* Data for review:
++++

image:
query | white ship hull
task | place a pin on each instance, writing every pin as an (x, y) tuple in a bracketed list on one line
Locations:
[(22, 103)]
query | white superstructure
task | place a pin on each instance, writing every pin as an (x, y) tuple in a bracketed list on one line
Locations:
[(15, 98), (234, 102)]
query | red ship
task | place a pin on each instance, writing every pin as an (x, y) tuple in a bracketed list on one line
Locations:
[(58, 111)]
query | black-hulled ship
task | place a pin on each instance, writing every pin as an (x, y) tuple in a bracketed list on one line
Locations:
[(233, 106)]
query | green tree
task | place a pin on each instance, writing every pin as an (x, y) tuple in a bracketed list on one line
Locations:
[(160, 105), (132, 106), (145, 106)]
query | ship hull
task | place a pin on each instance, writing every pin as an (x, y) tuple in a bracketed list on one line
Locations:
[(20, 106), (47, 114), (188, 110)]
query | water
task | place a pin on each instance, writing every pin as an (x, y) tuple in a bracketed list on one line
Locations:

++++

* Task to complete: Find how many lines in the entries include the string "ship", and state only the number.

* Response: 4